Entries from a point annotation set
# # #
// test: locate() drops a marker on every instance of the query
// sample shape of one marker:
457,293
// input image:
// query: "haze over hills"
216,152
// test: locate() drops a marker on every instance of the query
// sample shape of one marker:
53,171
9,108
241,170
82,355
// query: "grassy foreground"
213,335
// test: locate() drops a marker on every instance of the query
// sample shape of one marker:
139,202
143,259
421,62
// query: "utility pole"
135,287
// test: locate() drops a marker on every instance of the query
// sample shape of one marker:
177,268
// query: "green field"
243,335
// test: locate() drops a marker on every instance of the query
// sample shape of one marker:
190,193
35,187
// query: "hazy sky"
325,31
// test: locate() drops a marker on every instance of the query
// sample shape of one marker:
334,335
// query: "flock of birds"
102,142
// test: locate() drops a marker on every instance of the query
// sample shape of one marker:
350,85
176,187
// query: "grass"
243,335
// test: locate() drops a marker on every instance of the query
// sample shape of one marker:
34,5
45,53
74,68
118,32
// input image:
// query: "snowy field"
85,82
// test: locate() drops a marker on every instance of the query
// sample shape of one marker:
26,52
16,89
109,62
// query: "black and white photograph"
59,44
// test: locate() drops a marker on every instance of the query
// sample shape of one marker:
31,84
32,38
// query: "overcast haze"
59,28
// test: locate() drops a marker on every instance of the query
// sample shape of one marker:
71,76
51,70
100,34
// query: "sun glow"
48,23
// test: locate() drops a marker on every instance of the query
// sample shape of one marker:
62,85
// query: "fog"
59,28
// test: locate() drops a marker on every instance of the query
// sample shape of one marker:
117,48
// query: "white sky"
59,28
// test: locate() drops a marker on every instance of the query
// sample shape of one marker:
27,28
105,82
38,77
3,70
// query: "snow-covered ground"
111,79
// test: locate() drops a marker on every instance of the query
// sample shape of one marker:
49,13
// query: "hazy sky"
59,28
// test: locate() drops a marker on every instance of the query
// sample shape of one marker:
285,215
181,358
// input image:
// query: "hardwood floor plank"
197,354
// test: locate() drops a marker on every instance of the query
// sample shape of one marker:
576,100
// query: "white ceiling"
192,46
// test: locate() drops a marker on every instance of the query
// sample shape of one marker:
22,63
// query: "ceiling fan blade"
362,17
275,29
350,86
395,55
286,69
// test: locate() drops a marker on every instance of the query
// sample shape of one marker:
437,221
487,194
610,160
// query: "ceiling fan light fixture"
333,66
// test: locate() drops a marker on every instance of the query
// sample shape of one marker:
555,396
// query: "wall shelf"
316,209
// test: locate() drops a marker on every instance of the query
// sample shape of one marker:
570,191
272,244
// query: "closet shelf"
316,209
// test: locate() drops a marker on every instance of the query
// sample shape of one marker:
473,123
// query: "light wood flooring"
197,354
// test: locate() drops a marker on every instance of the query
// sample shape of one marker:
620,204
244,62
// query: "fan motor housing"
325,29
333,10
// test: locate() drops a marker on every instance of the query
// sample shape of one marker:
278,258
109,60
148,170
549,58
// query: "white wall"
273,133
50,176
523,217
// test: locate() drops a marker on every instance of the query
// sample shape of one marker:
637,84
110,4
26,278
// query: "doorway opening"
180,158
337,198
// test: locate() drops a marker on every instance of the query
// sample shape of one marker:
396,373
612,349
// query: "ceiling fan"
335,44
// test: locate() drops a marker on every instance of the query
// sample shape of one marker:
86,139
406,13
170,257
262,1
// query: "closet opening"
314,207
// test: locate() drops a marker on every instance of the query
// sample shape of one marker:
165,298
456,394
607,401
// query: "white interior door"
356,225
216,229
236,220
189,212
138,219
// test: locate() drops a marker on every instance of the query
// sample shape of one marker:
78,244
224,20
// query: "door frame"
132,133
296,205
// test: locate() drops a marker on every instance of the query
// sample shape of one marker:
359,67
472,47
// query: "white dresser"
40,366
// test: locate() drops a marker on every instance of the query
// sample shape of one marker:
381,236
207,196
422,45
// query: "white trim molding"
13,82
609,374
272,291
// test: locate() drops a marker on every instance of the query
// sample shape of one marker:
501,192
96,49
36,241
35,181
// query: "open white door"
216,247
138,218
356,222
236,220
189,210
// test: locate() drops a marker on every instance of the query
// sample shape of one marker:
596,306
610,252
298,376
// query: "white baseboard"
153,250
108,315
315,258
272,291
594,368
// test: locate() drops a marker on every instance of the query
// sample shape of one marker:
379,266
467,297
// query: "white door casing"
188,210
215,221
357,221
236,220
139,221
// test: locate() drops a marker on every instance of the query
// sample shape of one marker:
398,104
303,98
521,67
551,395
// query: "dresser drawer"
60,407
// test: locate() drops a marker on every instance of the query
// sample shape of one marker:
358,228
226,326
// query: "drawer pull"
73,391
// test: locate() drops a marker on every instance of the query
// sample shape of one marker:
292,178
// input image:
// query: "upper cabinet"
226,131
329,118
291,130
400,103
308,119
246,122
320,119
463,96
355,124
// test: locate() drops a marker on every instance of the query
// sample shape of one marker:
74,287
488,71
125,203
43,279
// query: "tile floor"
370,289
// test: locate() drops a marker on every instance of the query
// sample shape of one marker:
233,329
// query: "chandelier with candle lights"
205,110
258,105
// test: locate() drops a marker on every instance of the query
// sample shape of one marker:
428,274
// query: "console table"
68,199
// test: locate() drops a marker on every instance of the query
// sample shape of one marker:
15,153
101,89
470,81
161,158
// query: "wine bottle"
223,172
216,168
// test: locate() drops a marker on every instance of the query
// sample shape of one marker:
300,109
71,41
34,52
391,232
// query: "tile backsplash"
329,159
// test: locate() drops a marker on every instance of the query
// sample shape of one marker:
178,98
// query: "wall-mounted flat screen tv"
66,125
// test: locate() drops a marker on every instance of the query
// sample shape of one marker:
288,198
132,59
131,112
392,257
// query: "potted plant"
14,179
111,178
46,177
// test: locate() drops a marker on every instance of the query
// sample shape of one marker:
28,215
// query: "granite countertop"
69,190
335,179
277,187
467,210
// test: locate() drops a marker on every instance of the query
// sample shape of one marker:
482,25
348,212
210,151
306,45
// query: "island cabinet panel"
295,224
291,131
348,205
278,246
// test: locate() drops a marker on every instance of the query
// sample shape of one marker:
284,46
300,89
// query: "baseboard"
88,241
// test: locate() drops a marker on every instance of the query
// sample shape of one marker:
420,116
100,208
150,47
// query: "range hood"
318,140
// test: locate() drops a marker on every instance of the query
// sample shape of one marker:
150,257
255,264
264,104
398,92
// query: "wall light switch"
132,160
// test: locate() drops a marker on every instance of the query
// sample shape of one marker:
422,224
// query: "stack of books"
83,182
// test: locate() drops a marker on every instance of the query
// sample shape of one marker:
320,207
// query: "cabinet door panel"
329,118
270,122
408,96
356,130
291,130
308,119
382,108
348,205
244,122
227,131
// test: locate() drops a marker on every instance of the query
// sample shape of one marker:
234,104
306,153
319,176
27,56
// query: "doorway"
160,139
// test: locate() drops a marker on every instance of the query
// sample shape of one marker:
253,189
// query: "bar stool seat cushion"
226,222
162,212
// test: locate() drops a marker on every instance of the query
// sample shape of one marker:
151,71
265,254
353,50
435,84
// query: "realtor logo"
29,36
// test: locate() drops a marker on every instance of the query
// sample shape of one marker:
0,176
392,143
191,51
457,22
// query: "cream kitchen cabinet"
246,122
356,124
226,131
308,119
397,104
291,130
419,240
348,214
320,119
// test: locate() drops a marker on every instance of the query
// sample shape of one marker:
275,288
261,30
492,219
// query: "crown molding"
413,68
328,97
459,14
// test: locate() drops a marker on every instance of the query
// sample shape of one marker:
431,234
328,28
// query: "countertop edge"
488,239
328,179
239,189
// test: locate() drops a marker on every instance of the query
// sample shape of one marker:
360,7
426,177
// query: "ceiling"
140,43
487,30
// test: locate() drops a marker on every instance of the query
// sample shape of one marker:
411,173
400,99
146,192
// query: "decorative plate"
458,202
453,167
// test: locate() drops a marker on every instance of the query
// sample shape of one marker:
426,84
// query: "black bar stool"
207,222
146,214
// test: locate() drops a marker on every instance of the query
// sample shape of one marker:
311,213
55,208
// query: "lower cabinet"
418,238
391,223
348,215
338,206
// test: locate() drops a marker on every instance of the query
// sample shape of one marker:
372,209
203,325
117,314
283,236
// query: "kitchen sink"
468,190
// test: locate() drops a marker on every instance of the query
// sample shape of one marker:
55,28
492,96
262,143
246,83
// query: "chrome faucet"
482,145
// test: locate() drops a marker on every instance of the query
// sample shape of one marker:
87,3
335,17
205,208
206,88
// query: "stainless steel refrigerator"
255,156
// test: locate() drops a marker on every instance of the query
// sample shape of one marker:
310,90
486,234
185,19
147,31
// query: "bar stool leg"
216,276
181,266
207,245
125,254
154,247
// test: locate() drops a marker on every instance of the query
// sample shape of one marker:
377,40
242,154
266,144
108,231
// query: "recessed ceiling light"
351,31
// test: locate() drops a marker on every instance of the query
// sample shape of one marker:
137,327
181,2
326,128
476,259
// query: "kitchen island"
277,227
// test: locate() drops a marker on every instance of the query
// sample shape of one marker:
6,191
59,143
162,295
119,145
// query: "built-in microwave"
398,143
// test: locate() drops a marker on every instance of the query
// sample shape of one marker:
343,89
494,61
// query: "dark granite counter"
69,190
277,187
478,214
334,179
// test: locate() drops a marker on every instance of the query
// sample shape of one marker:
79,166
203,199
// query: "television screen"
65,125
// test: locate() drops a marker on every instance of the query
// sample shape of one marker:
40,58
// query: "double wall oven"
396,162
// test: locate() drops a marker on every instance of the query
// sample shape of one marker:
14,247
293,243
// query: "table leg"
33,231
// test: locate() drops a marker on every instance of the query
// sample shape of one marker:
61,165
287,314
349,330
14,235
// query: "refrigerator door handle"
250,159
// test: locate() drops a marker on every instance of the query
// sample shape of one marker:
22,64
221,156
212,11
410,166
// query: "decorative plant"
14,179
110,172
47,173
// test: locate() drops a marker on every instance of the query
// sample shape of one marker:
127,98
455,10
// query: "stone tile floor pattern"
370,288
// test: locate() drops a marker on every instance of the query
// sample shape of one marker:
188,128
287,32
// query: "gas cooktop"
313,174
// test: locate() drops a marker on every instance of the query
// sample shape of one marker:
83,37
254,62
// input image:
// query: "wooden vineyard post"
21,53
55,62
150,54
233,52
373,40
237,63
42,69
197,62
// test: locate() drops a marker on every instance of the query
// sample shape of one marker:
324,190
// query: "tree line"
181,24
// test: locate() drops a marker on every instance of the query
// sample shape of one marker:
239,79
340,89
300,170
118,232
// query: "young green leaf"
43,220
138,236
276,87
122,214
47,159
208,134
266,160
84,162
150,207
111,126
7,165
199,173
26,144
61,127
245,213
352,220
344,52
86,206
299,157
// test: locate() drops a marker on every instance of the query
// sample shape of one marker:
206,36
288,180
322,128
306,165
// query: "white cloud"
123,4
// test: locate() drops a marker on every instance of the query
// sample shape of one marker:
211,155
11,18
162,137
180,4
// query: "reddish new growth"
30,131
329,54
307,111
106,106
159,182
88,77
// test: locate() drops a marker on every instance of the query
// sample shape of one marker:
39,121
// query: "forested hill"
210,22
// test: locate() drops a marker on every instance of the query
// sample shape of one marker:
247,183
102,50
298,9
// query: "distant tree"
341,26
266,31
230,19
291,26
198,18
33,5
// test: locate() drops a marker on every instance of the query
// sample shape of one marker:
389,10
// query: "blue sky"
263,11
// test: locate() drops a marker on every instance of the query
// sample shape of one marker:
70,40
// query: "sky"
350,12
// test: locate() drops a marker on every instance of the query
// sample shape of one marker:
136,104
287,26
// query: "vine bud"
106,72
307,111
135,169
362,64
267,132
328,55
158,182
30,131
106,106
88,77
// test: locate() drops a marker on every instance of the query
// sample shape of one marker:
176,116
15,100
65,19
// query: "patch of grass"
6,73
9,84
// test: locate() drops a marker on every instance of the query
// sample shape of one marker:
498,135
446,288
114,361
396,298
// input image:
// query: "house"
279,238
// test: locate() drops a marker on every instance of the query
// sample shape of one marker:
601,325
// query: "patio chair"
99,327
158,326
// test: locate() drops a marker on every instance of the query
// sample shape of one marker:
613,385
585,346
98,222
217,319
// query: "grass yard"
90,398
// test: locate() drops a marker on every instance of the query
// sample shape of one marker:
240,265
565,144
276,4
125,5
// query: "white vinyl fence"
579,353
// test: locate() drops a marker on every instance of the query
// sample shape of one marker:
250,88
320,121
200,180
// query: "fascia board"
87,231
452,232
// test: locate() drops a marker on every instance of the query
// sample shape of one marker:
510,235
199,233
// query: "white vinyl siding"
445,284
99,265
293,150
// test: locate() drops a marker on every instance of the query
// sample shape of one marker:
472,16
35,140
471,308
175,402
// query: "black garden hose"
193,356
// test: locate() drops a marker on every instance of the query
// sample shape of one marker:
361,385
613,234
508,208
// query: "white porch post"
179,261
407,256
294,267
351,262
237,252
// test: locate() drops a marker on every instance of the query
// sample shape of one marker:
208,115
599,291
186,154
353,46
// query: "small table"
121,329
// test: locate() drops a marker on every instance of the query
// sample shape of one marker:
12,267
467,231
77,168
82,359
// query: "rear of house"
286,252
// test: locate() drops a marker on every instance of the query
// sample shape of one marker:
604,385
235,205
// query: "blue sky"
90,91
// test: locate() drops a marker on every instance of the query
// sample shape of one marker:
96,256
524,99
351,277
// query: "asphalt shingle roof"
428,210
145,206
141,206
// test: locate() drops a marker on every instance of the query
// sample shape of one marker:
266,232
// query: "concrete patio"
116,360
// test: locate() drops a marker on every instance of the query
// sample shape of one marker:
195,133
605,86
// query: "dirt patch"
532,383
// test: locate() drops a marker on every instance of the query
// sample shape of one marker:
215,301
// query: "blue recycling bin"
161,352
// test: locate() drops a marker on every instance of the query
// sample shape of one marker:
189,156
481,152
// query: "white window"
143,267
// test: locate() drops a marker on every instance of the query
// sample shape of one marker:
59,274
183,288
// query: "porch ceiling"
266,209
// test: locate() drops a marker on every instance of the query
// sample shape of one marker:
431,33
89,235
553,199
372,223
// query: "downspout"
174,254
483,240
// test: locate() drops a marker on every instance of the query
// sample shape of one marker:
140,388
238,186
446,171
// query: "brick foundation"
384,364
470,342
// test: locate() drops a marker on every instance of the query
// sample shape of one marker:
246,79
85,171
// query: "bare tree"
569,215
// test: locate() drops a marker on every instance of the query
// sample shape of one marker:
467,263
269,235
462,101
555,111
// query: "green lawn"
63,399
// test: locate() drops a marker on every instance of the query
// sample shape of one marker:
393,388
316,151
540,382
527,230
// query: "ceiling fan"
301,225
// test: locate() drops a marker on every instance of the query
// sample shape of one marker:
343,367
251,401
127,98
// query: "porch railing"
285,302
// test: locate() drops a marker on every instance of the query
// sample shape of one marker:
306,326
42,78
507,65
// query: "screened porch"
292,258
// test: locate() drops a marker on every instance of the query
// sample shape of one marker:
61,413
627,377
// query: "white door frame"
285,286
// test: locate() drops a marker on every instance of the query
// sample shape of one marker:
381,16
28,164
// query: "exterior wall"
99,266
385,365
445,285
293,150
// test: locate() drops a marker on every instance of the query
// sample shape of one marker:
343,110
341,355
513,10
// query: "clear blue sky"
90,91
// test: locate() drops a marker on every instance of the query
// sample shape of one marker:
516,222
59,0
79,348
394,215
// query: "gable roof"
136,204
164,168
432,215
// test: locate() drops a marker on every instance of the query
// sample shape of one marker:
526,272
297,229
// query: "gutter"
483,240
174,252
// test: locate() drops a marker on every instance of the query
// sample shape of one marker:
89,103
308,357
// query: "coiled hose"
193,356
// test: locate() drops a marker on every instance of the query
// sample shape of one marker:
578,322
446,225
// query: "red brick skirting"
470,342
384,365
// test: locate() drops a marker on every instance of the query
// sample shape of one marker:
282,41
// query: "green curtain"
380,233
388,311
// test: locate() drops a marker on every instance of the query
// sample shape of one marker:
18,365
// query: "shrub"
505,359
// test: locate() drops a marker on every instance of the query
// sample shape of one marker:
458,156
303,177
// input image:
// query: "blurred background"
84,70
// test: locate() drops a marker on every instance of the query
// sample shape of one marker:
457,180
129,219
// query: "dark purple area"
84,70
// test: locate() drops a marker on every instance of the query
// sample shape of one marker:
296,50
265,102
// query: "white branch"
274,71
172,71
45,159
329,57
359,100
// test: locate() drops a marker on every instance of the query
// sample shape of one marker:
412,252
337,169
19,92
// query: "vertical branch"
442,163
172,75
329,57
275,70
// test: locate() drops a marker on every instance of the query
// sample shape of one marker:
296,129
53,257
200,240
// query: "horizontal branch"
# # #
→ **Short task**: Please count how many lines of the data above contain the string "vinyl", treating uppercase and lowercase as different, and reply with only that number.

→ **The result**: 2